**To be done:**
1. Translate this sentence from the transcript about the spring home buying season into Spanish: "It's starting already, so we see it to be pretty similar to how we've seen it in the past."
2. Convert the stretch of records from the line containing "Locate the face" through the line containing "[(179, 184)]" into a two-column CSV with the headers request and answer. Give one row per request, put each value in one quoted field, and replace line breaks with spaces.

:: Quoted passage

Thank you. Our first question is from Derek Summers with Jefferies.
Please proceed with your question.
Hi. Good afternoon, everyone. Just wondering if you could provide any commentary about how the spring home buying season is shaping up, and if there are any key rate thresholds you see that would make the environment more constructive.
pretty much seeing and experiencing the kind of normal seasonality that we always do, where in the past, the spring buying season starts heating up. It's starting already, so we see it to be pretty similar to how we've seen it in the past. You want to add anything to that, David or Amber?
Yeah, this is David. I would say that I do think borrowers are recognizing that rates are going to remain higher for longer, that there's going to be some volatility. And so I think that is on the purchase side, pulling in some potential buyers that have maybe been sitting on the sideline. So we're certainly seeing good activity. However, I do think it is really representative of the seasonality that Terry mentioned. But again, we're positioned well for purchase environment as well as anything if rates were to drop from a potential refinance activity as well.
Got it.
And then just on the acquisition you guys have made over the past year or so, do you view those kind of loan officers as fully integrated? Just trying to get more of a sense for kind of same store growth versus acquired growth.

::::
:: Materials provided

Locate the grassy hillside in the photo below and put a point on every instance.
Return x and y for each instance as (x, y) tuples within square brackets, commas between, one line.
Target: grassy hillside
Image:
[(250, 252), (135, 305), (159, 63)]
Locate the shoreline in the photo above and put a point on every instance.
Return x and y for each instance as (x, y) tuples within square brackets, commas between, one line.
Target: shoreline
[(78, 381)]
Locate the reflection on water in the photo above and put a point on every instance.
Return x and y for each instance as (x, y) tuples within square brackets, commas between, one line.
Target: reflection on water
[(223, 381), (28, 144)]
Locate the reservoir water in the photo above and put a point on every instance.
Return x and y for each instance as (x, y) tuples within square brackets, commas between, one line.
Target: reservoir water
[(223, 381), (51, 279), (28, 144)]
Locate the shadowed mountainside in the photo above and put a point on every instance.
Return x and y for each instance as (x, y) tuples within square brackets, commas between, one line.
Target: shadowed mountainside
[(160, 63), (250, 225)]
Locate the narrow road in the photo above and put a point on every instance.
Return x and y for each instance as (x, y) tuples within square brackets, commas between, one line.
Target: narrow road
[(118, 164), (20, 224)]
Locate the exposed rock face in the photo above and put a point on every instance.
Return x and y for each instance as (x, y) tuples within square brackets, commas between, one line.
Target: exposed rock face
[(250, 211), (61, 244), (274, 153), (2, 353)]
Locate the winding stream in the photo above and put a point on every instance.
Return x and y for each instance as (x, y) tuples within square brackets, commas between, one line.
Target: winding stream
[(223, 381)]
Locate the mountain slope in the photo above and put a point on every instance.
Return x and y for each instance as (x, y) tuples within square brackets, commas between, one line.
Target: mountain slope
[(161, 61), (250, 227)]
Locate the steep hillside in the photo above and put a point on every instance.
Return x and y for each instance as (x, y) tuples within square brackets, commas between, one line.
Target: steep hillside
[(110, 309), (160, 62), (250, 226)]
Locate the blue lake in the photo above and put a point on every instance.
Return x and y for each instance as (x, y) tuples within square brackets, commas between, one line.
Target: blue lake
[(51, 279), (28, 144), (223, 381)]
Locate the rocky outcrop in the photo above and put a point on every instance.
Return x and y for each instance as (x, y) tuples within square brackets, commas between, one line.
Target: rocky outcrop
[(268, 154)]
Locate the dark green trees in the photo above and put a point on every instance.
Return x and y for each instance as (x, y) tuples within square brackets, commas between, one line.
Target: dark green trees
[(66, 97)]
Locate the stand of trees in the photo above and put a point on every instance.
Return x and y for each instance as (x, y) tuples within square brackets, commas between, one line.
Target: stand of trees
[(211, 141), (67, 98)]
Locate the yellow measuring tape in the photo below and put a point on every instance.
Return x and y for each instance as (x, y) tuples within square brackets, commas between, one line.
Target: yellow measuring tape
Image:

::::
:: Materials provided

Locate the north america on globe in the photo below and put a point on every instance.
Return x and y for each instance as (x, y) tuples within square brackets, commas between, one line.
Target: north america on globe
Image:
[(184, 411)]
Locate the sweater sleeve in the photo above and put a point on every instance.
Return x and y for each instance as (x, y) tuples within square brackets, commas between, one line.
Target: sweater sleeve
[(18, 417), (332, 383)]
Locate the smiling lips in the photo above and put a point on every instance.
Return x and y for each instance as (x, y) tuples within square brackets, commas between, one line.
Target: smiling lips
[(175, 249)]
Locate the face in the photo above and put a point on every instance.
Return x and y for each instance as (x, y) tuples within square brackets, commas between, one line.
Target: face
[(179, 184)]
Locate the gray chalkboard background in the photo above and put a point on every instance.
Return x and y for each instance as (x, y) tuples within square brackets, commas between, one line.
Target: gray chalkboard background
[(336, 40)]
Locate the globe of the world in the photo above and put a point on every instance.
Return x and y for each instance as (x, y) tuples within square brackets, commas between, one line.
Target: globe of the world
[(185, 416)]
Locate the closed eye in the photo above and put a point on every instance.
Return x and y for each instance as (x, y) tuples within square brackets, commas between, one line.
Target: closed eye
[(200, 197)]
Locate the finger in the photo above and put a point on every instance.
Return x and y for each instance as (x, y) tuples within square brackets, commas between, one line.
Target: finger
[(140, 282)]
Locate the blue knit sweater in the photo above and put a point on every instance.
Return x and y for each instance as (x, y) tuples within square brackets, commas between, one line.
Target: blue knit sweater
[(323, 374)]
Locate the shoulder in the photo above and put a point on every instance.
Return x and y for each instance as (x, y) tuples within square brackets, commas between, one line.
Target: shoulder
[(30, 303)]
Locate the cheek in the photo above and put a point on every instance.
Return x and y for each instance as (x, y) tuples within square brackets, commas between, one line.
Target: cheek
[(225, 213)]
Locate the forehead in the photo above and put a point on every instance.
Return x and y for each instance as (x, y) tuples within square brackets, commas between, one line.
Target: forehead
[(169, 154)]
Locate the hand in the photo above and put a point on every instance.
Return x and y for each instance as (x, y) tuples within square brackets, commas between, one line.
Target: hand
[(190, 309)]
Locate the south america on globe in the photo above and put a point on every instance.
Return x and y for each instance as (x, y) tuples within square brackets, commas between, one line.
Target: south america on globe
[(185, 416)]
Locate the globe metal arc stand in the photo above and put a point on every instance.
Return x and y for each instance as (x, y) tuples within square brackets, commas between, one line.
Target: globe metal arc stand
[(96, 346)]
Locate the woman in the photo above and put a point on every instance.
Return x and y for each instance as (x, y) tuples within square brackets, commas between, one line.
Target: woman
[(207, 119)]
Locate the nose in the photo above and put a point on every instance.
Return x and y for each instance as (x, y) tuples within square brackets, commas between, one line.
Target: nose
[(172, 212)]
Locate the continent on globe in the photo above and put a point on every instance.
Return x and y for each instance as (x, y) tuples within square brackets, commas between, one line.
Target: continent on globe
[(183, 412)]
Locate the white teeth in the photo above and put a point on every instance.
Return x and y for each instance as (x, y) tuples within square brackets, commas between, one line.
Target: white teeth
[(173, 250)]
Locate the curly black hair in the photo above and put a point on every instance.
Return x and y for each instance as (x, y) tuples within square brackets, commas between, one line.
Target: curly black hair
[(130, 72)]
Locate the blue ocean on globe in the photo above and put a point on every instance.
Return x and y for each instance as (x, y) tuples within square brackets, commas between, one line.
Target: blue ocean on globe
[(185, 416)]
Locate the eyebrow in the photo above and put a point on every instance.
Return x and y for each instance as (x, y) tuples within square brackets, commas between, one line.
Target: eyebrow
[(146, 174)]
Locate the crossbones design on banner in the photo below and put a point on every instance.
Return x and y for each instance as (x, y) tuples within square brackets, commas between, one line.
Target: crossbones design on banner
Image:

::::

**Results for the exercise:**
1. Ya está empezando, así que vemos que es bastante similar a como lo hemos visto en el pasado.

2.
request,answer
"Locate the face in the photo above and put a point on every instance. Return x and y for each instance as (x, y) tuples within square brackets, commas between, one line. Target: face","[(179, 184)]"